To do:
1. In the piece on the functions of Congress, which fund do political leaders argue has nothing intrinsically wrong with it?
2. From the piece on the functions of Congress, quote the passage starting with "Rethinking the functions" and going on through "they can deliver.".

Page excerpt:
= Beginning of Section =

Rethinking the functions of Congress

Seeing how closely our congressmen and senators guard their power to recommend projects for their districts and constituencies, I wonder if the pork barrel issue is not mainly a problem of expectations about the functions of Congress. It appears that a good majority of the members of Congress do in fact see their role primarily in terms of how they can maximize their share of the pork barrel. In turn, voters tend to assess the performance of lawmakers mostly on the basis of how much in direct material benefits they can deliver.

It looks to me that this mindset is what permits our political leaders, including President Aquino himself, to argue that there is nothing intrinsically wrong with the Priority Development Assistance Fund (PDAF). What is wrong, they say, is the diversion of these public funds into the private pockets of lawmakers and their partners. Thus, what is derisively called patronage politics is not necessarily bad. It is just the way politics is conducted, given the realities of our society.

This view of our political system overlooks two things. The first is that this is not how the legislature’s function is described in the Constitution. The 1987 Constitution, like the ones that came before it, is remarkable in its modernity. It carefully differentiates the various functions of government and assigns these to separate and autonomous branches, thus creating a system of checks and balances. Accordingly, Congress passes laws, the Executive administers and enforces the laws, and the Judiciary resolves conflicts by issuing binding interpretations of the laws.

It is, of course, foolish to think that a constitution is self-executing. We have seen how the clearest constitutional provisions can be differently interpreted at different times by political leaders and magistrates alike. Some parts of a constitution may sometimes appear too advanced for the kind of society that exists, posing problems of incompatibility. Still, it is useful to think of a constitution as a set of guidelines and aspirations that a nation has to keep in mind if it is to stabilize its internal and external relationships. It is not unusual for a society, in the course of its evolution, to find itself becoming more faithful to its constitution. This is particularly true in countries that borrowed their institutions from their former colonial masters.

= End of Section =

Supplied records:
= Beginning of Section =

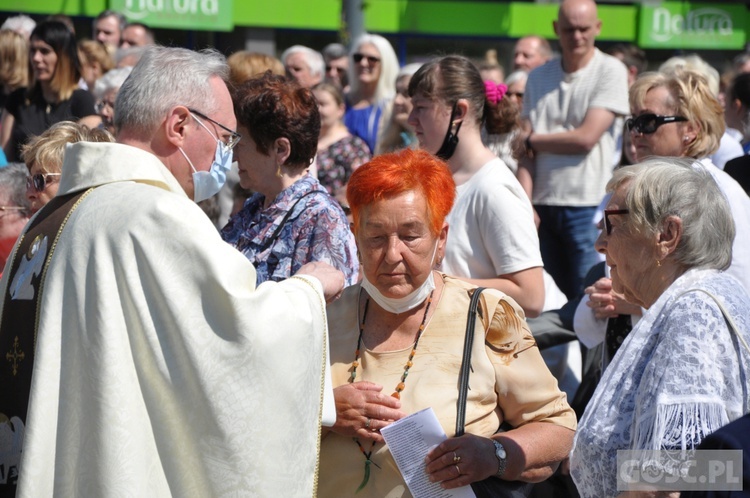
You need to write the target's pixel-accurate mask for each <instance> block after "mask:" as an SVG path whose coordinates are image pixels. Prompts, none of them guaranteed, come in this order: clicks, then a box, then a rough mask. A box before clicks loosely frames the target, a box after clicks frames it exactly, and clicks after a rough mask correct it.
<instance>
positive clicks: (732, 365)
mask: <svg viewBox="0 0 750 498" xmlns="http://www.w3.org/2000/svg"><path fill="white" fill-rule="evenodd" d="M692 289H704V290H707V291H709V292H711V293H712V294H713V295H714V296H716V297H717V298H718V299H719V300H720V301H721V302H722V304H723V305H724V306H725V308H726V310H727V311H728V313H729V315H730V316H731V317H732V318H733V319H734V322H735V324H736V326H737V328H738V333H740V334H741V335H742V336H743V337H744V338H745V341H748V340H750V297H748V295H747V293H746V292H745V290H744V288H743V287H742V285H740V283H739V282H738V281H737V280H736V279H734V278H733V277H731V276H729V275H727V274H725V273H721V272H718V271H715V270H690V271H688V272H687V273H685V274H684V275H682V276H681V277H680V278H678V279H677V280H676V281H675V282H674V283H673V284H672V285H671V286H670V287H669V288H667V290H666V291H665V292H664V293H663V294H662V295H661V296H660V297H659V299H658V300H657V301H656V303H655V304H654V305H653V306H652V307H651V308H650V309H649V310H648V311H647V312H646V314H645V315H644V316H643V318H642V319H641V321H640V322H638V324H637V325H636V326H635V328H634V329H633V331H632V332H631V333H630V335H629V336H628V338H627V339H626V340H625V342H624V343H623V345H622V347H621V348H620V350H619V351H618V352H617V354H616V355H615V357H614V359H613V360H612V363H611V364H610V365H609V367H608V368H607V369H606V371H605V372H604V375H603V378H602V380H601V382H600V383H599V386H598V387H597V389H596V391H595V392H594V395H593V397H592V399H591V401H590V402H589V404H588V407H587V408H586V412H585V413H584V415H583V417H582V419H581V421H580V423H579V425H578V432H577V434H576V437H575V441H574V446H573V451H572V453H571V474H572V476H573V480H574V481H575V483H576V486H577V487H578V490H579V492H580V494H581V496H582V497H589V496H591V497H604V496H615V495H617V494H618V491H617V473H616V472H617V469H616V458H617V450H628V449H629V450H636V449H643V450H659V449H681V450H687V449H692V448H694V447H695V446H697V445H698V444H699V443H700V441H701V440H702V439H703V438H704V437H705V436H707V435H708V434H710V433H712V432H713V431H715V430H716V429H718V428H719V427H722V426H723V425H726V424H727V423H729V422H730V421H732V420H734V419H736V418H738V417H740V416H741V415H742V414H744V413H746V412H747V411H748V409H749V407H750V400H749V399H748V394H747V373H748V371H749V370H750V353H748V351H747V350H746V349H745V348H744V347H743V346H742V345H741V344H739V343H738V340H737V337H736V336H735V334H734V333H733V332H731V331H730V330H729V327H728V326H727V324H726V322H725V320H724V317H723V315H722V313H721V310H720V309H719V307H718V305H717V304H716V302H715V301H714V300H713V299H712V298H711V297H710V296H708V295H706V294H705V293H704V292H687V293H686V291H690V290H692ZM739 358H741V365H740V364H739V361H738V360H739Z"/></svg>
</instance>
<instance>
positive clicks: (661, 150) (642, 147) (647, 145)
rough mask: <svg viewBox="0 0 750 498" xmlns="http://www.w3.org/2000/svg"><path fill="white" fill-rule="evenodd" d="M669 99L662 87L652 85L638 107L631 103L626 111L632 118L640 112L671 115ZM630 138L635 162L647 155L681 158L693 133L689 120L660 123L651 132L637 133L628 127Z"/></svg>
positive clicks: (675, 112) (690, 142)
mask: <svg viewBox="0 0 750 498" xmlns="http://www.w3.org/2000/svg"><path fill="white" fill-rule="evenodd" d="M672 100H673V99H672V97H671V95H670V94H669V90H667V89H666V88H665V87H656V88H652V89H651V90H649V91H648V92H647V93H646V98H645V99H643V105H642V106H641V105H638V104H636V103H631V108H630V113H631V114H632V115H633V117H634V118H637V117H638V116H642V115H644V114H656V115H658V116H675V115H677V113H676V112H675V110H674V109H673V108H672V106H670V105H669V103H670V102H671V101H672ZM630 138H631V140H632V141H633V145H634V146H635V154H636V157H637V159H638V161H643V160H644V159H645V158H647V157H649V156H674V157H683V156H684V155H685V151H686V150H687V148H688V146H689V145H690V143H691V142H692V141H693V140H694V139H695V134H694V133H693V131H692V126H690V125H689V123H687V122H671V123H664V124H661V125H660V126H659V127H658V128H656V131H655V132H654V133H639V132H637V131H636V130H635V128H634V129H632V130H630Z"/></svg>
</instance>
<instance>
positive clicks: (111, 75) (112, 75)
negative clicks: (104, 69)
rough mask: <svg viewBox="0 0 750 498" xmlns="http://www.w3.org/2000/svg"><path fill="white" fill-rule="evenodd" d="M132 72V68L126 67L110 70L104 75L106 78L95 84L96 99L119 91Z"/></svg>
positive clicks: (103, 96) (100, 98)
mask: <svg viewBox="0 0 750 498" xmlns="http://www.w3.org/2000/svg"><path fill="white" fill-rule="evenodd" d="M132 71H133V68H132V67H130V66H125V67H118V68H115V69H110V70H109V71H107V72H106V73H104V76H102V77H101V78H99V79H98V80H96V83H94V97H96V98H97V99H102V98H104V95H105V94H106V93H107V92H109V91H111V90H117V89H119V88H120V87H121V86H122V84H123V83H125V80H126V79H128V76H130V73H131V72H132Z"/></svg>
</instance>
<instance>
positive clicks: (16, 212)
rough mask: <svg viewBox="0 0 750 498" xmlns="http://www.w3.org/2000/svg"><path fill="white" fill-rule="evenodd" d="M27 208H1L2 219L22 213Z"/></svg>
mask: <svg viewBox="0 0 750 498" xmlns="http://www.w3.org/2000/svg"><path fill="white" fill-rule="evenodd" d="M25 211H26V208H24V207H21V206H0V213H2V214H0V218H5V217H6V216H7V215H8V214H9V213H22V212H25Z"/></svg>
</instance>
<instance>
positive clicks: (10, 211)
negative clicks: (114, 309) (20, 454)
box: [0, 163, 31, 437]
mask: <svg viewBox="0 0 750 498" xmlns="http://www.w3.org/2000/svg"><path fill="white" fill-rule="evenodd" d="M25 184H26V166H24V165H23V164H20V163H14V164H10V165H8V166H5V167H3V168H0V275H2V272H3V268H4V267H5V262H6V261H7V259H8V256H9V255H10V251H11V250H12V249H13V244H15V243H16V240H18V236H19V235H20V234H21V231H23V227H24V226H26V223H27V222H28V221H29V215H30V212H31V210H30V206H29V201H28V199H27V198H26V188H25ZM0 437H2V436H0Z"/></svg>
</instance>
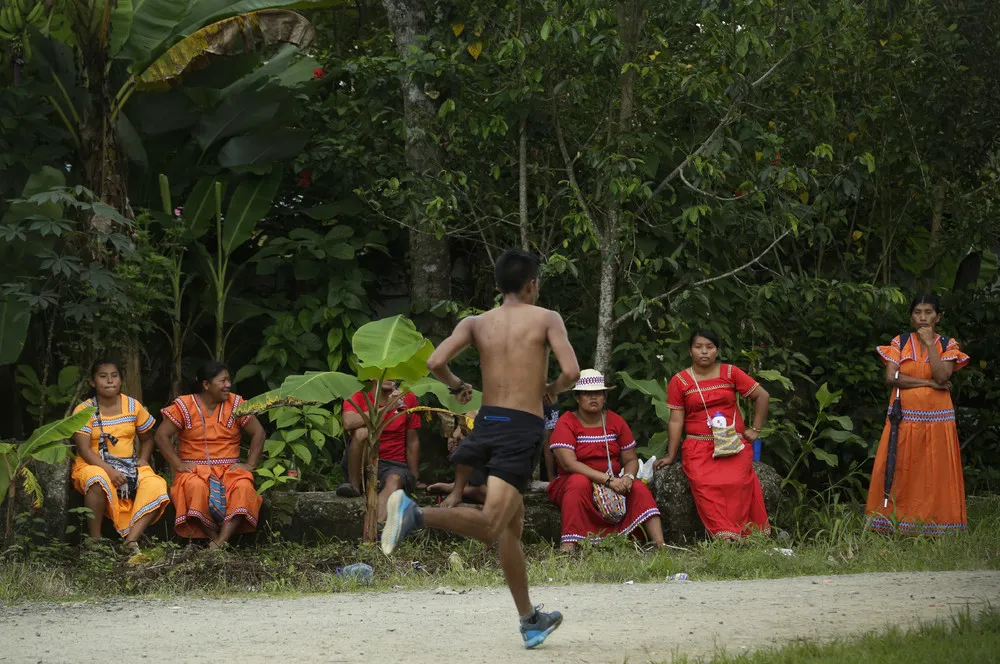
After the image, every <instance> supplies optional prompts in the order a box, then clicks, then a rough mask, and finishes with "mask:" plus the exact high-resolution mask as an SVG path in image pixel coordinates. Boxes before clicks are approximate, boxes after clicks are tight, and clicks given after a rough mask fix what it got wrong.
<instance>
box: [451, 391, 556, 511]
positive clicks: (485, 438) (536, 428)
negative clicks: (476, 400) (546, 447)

= End of Section =

Per-task answers:
1. The Priority Development Assistance Fund (PDAF).

2.
Rethinking the functions of Congress

Seeing how closely our congressmen and senators guard their power to recommend projects for their districts and constituencies, I wonder if the pork barrel issue is not mainly a problem of expectations about the functions of Congress. It appears that a good majority of the members of Congress do in fact see their role primarily in terms of how they can maximize their share of the pork barrel. In turn, voters tend to assess the performance of lawmakers mostly on the basis of how much in direct material benefits they can deliver.